Start of EXTRACT TO READ

|Civil Case 11 of 2002
|Jacob Muriungi Mwendwa v Mbaya M'mwendwa
|20 Dec 2004
|High Court at Meru
|Ruth Nekoye Sitati
|Jacob Muriungi Mwendwa v Mbaya M’mwendwa  eKLR
|Mr. JN Mwangi for the Plaintiff; Mr. Ariithi and Mr. Omayo for the Defendants
|Mr. JN Mwangi for the Plaintiff; Mr. Ariithi and Mr. Omayo for the Defendants
Jacob Muriungi Mwendwa v Mbaya M'mwendwa
High Court, at Meru December 20, 2004
Sitati Ag J
Civil Case No 11 of 2002
Advocate – conflict of interests – where there is a possibility that the advocates on record for a party may be called as a witness to a case – whether the advocates may continue to appear for any party.
Advocate – appearance by advocate – application to restrain advocate from appearing for a party – matters the court will consider on such an application.
At the hearing of the plaintiff’s case, his counsel raised a preliminary objection on a point of law arguing that by reason of rule 9 of the Advocate’s (Practice) Rules, the advocates for the defendant’s should not be allowed to appear for the defendants in the matter. The gist of the preliminary objection was that both firms had drawn agreements of sale touching on the suit land and that since the circumstances surrounding the making of the said agreements were allegedly fraudulent, it was likely that both advocates would be called as witnesses for the plaintiffs.
The defendant’s advocates opposed the objection and submitted that it was misplaced and the same was a disguised application for the continued representation of the defendants by the advocates would not occasion any prejudice to the plaintiffs.
1. Rule 9 of the Advocates (Practice) Rules provides that an advocate may not appear as such before any court or tribunal in any matter in which he has reason to believe that he may be required as a witness to give evidence. The further reading of the rule suggests that it need not necessarily be the plaintiff calling the advocate as a witness – even the defendant for whom the advocates appear.
2. Where the reality of being required as a witness becomes apparent then any advocate who may be so required to testify shall not continue to appear.

End of EXTRACT TO READ
Start of RECORDED INFORMATION

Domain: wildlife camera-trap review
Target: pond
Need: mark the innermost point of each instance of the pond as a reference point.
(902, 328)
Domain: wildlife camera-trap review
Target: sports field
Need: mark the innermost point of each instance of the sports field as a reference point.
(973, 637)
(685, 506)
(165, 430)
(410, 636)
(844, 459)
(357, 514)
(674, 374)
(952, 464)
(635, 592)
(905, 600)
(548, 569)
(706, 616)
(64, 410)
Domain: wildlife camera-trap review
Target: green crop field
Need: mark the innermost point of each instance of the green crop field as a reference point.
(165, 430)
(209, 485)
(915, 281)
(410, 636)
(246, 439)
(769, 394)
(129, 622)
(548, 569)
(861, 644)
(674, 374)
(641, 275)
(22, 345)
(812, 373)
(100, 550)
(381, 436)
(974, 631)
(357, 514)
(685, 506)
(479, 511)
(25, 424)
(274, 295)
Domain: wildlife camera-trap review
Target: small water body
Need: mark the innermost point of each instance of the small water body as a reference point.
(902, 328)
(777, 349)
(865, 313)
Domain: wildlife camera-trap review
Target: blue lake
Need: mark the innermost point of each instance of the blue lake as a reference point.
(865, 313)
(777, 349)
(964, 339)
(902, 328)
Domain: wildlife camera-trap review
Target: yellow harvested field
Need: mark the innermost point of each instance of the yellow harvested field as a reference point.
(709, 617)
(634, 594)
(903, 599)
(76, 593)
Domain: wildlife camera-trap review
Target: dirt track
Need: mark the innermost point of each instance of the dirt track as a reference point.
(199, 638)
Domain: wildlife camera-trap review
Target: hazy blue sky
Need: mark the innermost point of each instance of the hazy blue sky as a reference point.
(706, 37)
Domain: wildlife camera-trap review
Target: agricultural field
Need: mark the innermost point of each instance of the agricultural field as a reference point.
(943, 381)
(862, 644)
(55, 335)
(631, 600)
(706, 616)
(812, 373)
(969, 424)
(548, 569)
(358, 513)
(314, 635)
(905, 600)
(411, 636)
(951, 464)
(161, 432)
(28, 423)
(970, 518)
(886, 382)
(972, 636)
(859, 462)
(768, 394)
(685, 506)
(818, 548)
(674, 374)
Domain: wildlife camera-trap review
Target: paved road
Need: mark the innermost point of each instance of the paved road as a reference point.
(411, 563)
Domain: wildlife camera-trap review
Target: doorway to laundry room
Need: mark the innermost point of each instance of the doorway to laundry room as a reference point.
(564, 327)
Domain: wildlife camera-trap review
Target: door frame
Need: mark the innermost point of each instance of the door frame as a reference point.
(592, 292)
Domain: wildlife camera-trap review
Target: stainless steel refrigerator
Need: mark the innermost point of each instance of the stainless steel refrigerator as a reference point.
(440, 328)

End of RECORDED INFORMATION

__REQUIRED ACTIONS__.
1 – Retype the passage of the advocate conflict ruling between "The defendant’s advocates" and "the advocates appear.", inclusive.
2 – Continue the advocate conflict ruling from the point where it stops.

__TASK RESPONSES__.
1 –
The defendant’s advocates opposed the objection and submitted that it was misplaced and the same was a disguised application for the continued representation of the defendants by the advocates would not occasion any prejudice to the plaintiffs.
1. Rule 9 of the Advocates (Practice) Rules provides that an advocate may not appear as such before any court or tribunal in any matter in which he has reason to believe that he may be required as a witness to give evidence. The further reading of the rule suggests that it need not necessarily be the plaintiff calling the advocate as a witness – even the defendant for whom the advocates appear.

2 –
3. It would be unethical and unprofessional for the firms of Mbaabu M’Inoti and Kiautha Arithi & Co Advocates to continue to appear for the defendants whose interests were at cross-purposes with those of the plaintiff who may desire to call the advocates from the two firms to testify on his behalf. It would therefore be in the interest of justice that the two firms of advocates be restrained from appearing for the defendants in this matter.
Kirema, Paul v M’Ibutu Ntobari & 2 others High Court Civil Case No 337 of 1990
1. Advocates (Practice) Rules (cap 16 Sub Leg) rule 9
2. Civil Procedure Act (cap 21) section 3A
|Both Parties Represented
|The information contained in the above segment is not part of the judicial opinion delivered by the Court. The metadata has been prepared by Kenya Law as a guide in understanding the subject of the judicial opinion. Kenya Law makes no warranties as to the comprehensiveness or accuracy of the information
REPUBLIC OF KENYA
IN THE HIGH COURT OF KENYA AT MERU
HCC NO. 11 OF 2002
JACOB MURIUNGI MWENDWA ……….…….. PLAINTIFF
MBAYA M’MWENDWA …………………… DEFENDANT
RULING OF THE COURT
On 17/11/04 when the plaintiff’s case was due for hearing the plaintiff’s counsel, Mr. J. Mwangi raised a preliminary objection on a point of law arguing that by reason of Rule 9 of the Advocate’s (Practice) Rules, the advocates for the defendants, namely Mr. Arithi of Kiautha Arithi & Co. Advocates and Mr. Omayo of Mbaabu M’Inoti & Co. Advocates should not be allowed to appear for the defendants in this matter. The gist of the preliminary objection was that both firms drew agreements of sale touching on the suit land and that since the circumstances surrounding the making of the said agreements were allegedly fraudulent, it was likely that both Mr. Arithi’s and the firm of Mbaabu M’Inoti advocates would be called as witnesses for the plaintiffs. Rule 9 of the Advocates (Practice) Rules provides as follows:-
“9. No advocate may appear as such before any court or tribunal in any matter in which he has reason to believe that he may be required as a witness to give evidence, whether verbally or by declaration or affidavit; and if while appearing in any matter, it becomes apparent that he will be required as a witness to give evidence, whether verbally or by declaration or affidavit, he shall not continue to appear……………..”
In the amended plaint filed in court on 8.10.2002, the plaintiff, who is a younger brother to the 1st defendant, Mbaya M’Mwendwa stated that he and the 1st defendant are sons of one M’Mwendwa Karigicha, now deceased. Of importance to the matter before me for determination are the following paragraphs of the plaint:-
“4. During the period of land adjudication and consolidation in Nkuene location, the deceased father of the plaintiff gathered his land at Nteremene village and registered the same in the name of the 1st defendant to hold in trust for other members of his family including the plaintiff who was an infant at the time.
PARTICULARS OF TRUST
(a) Causing the family land to be registered in the name of the 1st defendant.
(b) Settling the plaintiff in the suit land.
(c) Informing the 2nd defendant he should share the land with the plaintiff.
5. As a result of the said trust, the 1st defendant was registered as the proprietor of LR NO. NKUENE/KATHERA/719 on his own behalf and on behalf of other family members and in particular the plaintiff.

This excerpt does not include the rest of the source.